▶ **Assignment**
State, as a bare number, how many lines below contain "blue".

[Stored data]
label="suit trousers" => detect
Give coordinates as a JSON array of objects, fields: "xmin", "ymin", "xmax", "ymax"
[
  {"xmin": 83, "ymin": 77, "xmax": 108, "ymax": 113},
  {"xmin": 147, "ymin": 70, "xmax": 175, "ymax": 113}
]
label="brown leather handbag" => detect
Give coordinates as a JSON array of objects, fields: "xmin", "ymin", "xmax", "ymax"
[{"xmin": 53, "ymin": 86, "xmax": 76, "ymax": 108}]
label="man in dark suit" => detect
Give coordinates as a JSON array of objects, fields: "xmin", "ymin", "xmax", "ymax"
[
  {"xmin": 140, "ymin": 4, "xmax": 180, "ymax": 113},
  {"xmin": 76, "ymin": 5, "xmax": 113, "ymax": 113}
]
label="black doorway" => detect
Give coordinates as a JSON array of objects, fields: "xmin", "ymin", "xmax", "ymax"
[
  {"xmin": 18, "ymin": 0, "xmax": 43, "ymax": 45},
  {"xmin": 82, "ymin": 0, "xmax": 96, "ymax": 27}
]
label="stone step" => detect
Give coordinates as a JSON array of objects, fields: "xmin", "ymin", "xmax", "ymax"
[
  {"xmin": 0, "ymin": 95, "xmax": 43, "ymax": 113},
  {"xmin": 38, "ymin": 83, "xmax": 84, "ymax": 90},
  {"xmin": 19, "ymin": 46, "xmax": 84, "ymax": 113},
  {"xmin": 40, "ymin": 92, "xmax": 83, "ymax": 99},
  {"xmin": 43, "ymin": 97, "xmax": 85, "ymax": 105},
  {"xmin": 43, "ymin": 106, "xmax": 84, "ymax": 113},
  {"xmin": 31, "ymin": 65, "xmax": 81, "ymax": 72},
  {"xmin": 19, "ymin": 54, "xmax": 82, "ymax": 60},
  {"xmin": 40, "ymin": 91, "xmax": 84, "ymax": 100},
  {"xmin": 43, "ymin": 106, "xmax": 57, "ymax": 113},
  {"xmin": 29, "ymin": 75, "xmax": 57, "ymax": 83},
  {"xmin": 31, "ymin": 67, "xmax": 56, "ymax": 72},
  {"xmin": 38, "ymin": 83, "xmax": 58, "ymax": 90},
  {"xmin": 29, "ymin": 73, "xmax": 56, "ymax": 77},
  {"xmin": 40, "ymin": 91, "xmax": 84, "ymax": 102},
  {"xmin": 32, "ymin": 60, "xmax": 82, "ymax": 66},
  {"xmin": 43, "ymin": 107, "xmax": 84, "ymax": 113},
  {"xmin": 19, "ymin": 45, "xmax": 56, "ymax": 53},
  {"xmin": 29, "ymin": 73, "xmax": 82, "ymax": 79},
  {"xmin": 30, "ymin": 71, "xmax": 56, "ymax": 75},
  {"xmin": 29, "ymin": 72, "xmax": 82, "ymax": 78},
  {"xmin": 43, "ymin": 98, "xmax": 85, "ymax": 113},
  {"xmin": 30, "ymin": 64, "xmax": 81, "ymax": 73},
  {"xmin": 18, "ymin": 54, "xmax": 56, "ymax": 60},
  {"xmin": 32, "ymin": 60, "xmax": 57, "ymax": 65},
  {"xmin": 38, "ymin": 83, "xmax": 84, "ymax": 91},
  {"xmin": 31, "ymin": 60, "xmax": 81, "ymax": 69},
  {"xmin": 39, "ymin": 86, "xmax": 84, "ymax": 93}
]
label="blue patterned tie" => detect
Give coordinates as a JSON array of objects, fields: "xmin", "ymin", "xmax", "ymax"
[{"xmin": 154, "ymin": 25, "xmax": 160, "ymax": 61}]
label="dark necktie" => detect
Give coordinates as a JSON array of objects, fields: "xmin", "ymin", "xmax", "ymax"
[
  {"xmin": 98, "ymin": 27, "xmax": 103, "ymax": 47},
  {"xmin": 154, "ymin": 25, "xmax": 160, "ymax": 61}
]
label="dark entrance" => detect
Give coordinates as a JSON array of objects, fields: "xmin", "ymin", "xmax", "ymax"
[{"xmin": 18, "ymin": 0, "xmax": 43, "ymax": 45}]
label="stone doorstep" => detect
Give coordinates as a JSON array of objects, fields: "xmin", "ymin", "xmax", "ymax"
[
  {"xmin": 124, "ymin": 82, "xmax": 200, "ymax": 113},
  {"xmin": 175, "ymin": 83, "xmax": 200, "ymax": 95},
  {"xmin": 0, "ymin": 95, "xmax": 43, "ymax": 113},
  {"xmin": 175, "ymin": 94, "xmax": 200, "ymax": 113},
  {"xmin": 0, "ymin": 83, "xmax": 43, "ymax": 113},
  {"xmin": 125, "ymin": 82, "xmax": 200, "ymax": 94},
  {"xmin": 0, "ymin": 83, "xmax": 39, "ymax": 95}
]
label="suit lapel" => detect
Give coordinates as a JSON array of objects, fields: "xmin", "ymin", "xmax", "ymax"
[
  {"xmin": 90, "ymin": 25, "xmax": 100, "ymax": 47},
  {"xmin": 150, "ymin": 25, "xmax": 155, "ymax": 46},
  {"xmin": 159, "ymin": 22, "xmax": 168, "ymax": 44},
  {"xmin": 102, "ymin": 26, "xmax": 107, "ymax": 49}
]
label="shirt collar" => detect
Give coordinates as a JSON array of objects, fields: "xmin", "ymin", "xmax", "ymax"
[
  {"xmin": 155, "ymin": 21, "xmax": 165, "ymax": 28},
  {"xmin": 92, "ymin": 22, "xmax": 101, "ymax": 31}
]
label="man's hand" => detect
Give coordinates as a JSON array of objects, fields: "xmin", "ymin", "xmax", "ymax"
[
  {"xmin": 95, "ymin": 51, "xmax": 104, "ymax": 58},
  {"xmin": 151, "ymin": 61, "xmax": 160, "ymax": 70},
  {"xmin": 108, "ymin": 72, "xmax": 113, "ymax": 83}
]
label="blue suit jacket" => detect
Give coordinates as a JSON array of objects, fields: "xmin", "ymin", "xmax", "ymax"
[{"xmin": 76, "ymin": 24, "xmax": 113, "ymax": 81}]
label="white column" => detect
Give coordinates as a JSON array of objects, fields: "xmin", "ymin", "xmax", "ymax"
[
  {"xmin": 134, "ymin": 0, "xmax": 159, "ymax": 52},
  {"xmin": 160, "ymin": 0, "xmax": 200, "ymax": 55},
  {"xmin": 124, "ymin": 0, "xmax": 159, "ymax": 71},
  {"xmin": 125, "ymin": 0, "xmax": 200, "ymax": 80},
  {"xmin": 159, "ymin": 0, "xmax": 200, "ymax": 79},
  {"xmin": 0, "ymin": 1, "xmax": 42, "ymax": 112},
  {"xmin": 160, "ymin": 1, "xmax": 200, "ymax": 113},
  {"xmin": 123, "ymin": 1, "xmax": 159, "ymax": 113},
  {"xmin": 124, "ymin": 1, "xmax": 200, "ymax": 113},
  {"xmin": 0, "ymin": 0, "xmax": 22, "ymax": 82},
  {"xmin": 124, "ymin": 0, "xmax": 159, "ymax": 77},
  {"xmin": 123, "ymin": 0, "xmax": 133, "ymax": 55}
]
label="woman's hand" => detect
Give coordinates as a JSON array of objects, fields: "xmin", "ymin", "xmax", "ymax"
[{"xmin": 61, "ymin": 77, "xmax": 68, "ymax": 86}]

▶ **Task response**
2